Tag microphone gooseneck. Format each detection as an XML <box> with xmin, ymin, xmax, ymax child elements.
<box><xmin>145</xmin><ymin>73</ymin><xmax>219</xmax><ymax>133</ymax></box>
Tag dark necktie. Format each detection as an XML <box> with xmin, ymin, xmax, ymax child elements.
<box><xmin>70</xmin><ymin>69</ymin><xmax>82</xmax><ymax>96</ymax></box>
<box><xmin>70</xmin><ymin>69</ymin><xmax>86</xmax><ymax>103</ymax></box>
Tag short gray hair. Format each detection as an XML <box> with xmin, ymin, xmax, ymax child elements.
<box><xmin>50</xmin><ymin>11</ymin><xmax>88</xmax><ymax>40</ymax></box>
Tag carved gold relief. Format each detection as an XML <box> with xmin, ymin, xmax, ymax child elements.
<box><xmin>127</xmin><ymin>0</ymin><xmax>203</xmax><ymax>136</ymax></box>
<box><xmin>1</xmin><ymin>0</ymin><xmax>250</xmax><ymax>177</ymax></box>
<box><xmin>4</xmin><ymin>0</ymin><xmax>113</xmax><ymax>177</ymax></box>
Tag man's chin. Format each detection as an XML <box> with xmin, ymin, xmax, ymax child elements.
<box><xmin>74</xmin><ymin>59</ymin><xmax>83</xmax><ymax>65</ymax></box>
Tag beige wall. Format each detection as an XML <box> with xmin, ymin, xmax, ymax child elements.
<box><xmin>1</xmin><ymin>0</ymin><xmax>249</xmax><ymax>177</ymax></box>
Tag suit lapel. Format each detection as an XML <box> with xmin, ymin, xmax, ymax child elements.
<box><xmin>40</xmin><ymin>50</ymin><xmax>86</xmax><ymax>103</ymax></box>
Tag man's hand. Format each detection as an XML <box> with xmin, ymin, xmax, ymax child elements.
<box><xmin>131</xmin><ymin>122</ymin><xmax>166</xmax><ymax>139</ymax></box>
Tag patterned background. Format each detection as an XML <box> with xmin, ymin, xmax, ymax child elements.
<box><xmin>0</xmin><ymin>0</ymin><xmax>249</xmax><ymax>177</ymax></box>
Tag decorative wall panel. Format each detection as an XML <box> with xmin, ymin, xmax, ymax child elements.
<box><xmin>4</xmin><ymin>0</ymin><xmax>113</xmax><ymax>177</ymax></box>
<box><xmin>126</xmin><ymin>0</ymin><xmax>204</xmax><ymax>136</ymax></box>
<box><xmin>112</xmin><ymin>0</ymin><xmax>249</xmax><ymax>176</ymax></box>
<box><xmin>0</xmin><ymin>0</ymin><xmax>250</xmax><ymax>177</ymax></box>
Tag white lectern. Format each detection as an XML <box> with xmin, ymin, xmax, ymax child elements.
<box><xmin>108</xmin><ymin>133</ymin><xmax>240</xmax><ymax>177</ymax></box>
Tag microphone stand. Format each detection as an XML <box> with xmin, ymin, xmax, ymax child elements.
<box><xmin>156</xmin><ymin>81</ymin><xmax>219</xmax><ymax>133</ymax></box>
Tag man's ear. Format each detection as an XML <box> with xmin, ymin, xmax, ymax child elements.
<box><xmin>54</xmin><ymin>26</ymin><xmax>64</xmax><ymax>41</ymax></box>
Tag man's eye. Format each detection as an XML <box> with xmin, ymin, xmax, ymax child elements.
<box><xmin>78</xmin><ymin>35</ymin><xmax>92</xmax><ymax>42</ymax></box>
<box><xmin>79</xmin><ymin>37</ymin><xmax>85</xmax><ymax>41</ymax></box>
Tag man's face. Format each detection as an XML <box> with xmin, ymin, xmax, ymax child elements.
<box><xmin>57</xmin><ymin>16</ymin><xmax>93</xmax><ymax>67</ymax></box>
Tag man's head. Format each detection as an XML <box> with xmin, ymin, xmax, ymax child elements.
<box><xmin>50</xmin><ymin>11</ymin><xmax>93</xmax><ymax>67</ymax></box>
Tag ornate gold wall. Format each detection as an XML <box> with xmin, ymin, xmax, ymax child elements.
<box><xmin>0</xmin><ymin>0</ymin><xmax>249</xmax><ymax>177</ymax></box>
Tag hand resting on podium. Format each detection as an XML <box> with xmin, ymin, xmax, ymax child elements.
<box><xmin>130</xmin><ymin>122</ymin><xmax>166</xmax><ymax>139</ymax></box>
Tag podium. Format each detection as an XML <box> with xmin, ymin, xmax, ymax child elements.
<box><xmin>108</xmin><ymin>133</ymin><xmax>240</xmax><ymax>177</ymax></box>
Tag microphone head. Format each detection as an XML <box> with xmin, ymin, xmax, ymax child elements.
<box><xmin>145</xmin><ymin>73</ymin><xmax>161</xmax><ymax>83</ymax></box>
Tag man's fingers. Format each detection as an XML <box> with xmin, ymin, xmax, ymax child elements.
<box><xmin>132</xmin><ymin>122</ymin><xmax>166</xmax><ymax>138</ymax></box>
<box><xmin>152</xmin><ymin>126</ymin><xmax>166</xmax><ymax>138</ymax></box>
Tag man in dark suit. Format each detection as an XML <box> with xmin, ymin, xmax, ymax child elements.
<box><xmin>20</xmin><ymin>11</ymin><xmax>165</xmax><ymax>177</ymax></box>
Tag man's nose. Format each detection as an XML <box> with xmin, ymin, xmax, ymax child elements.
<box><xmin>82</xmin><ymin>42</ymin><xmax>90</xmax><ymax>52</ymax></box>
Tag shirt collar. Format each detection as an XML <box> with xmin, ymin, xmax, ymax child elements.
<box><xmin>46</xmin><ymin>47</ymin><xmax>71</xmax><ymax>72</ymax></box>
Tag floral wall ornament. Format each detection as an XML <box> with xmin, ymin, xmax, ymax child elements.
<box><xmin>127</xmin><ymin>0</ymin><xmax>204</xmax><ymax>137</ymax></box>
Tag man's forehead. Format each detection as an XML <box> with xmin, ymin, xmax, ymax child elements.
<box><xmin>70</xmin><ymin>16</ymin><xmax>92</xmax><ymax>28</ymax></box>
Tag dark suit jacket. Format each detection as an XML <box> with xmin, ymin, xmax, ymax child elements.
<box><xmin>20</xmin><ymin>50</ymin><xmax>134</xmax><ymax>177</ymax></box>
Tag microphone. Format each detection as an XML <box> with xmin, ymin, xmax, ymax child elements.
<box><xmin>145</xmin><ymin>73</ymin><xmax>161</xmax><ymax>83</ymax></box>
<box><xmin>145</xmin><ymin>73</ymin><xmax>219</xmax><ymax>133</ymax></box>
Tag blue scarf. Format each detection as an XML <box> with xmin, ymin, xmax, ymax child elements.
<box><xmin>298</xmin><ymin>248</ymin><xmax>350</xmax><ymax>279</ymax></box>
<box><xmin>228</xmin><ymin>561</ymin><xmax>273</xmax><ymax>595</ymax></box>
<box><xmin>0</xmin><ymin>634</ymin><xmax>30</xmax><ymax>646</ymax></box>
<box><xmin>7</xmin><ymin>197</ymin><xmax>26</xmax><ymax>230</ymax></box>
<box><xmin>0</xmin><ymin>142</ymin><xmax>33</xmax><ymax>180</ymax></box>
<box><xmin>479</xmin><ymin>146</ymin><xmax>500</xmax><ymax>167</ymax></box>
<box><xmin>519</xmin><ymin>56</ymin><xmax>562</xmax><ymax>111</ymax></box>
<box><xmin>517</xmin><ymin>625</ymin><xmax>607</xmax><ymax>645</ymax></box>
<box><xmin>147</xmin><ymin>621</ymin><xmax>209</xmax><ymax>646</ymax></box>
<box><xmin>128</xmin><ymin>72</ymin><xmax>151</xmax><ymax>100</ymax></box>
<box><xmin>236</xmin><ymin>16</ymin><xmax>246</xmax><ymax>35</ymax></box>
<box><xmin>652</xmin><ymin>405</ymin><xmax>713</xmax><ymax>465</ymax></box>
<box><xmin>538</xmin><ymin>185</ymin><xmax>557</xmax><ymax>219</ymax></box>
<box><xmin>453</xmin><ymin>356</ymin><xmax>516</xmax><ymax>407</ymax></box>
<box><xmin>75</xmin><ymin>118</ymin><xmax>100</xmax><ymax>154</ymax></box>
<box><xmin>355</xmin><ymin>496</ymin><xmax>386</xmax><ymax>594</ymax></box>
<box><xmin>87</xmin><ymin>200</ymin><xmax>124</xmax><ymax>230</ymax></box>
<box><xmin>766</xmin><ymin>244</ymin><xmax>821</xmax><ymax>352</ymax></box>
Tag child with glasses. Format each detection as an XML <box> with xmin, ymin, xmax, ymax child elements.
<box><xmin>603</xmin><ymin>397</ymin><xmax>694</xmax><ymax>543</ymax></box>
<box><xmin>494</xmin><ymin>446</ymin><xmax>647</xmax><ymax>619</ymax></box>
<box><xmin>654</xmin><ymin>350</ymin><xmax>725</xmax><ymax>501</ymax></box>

----------

**EXERCISE OBJECTIVE:**
Lines before the one containing "Tag child with" stay out; reproduce that line and all the lines after it, through the end of the listing, exactly.

**EXERCISE RESPONSE:**
Tag child with glasses. Format each detection as an XML <box> with xmin, ymin, xmax, ymax child elements.
<box><xmin>603</xmin><ymin>397</ymin><xmax>694</xmax><ymax>543</ymax></box>
<box><xmin>494</xmin><ymin>446</ymin><xmax>647</xmax><ymax>619</ymax></box>
<box><xmin>654</xmin><ymin>350</ymin><xmax>725</xmax><ymax>501</ymax></box>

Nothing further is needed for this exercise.